- Required action
Please copy exactly the line containing "highlight the roof" and every line after it, through the last line of the records below, leaving out all pictures.

(Saved data entries)
• • • •

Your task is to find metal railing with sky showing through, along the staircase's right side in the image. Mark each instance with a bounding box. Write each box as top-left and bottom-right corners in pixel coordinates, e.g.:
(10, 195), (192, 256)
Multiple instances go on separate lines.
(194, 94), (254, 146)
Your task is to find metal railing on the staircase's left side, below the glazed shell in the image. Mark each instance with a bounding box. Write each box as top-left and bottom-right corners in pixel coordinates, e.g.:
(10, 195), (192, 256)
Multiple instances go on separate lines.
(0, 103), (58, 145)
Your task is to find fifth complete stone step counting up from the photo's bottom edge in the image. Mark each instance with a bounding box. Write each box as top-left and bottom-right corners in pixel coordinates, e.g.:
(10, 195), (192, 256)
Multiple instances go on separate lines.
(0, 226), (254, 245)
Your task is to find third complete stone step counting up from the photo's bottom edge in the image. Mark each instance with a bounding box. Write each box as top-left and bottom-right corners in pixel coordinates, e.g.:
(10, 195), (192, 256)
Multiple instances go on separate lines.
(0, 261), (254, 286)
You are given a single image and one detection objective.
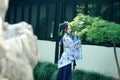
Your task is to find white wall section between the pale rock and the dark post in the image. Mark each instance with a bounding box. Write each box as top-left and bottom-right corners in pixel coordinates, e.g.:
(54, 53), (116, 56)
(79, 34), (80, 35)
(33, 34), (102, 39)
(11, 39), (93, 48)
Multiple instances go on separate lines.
(38, 40), (55, 63)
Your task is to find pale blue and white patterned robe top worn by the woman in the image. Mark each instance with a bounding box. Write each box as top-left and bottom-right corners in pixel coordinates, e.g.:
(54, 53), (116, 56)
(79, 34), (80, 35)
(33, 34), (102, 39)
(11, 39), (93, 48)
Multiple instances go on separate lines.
(58, 33), (82, 68)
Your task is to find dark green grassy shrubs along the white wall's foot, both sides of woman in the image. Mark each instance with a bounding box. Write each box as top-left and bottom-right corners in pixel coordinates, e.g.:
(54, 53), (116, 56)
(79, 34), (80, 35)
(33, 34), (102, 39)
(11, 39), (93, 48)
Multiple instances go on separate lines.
(33, 62), (115, 80)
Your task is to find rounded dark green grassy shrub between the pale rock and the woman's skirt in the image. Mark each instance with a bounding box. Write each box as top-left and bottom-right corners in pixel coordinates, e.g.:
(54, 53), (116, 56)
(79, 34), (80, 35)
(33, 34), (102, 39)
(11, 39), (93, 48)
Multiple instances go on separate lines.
(33, 62), (57, 80)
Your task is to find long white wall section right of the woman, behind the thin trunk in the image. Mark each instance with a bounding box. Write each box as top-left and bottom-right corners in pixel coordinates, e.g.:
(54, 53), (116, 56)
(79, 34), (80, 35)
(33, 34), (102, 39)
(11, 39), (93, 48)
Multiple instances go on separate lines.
(76, 45), (120, 78)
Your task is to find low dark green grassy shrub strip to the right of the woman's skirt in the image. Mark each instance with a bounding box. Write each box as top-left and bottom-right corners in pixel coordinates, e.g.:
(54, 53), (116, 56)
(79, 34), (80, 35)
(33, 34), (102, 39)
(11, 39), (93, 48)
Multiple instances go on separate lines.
(72, 70), (114, 80)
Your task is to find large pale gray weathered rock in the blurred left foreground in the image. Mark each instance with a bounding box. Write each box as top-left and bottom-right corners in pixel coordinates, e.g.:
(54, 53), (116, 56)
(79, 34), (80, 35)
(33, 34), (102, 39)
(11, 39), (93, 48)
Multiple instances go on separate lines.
(0, 0), (38, 80)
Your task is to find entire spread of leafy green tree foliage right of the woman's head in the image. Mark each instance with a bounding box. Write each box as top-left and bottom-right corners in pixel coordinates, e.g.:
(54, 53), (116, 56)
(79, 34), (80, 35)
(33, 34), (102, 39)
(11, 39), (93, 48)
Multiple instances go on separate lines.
(70, 14), (120, 44)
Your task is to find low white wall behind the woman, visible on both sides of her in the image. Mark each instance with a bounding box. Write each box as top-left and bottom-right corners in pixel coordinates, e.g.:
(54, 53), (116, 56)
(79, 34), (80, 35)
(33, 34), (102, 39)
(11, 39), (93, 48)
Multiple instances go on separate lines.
(38, 41), (120, 78)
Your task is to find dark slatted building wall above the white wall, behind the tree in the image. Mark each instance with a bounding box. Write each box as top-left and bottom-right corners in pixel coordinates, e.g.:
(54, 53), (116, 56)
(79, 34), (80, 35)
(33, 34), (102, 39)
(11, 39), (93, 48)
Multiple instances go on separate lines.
(6, 0), (120, 40)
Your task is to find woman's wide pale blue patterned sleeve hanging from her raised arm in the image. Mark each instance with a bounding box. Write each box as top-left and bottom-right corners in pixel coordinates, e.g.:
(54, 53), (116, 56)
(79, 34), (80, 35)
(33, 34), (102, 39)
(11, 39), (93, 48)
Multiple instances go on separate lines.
(63, 37), (82, 60)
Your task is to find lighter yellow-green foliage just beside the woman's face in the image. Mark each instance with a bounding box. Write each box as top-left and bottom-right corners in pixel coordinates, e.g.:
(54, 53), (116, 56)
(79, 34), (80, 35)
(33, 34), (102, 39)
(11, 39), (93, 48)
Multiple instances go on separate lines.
(70, 14), (99, 39)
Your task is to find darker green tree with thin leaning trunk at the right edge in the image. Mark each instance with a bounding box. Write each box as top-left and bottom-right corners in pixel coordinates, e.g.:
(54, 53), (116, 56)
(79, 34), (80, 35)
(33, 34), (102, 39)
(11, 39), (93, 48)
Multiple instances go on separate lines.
(86, 21), (120, 78)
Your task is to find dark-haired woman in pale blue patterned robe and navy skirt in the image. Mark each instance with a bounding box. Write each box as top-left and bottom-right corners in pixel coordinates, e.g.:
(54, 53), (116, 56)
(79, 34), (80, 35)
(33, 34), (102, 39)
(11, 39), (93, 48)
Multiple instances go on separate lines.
(56, 23), (82, 80)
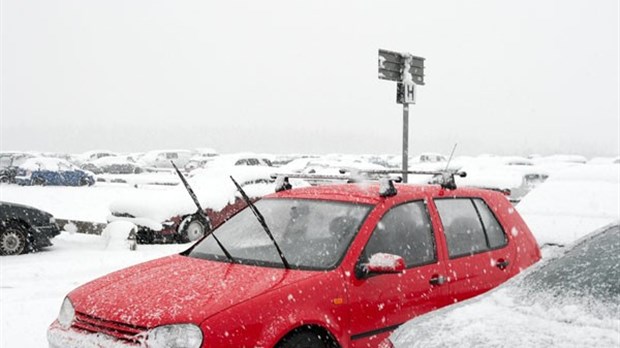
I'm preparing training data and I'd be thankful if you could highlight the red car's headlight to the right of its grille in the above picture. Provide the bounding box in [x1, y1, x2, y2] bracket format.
[146, 324, 202, 348]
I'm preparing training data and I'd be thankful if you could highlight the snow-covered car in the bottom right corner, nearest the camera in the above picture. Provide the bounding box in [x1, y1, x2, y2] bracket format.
[384, 223, 620, 347]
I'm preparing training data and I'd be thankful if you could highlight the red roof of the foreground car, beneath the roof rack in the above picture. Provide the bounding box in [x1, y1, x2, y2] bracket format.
[265, 182, 500, 205]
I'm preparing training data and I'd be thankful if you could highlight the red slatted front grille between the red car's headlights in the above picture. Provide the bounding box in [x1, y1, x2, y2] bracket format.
[72, 312, 147, 345]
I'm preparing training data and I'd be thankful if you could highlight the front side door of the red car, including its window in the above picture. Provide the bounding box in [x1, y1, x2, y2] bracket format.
[349, 200, 449, 347]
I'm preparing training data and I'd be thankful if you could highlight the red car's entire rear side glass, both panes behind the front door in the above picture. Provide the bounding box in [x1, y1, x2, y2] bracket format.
[435, 198, 507, 258]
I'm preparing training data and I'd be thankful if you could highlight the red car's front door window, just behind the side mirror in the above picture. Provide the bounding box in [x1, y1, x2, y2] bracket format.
[364, 201, 436, 267]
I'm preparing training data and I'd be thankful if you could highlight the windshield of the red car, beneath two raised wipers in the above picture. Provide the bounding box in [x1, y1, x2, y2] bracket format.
[189, 198, 372, 270]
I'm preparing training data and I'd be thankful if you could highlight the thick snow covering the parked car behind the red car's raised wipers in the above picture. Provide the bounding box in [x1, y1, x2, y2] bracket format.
[110, 167, 275, 222]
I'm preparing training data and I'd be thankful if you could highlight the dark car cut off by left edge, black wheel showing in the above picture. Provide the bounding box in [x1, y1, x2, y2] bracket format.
[0, 202, 60, 255]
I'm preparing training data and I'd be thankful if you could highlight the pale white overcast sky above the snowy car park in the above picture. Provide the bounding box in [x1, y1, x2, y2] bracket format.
[0, 0, 620, 156]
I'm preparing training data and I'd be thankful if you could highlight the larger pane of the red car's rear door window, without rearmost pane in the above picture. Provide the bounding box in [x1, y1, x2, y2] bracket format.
[435, 198, 488, 258]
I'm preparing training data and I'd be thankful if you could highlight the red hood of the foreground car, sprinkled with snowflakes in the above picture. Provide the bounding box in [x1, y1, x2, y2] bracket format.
[69, 255, 321, 328]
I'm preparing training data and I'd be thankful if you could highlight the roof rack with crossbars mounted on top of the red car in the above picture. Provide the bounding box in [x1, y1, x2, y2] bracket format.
[271, 168, 467, 197]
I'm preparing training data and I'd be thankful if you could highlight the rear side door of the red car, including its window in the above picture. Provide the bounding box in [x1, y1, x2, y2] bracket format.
[434, 197, 514, 302]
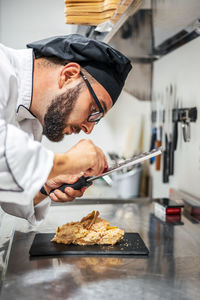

• • • •

- Answer
I'm preparing training data and I'd be thankful if you could highlight the roof rack with crossbars mounted on top of the red car in the above picture. Provide the bounding box in [x1, y1, x2, y2] bracket format.
[271, 168, 467, 197]
I'm preparing training data and I'd be thankful if you could highlight the rear side door of the red car, including its window in the above picture. Provide the bounding box in [x1, y1, x2, y2] bracket format.
[434, 197, 514, 302]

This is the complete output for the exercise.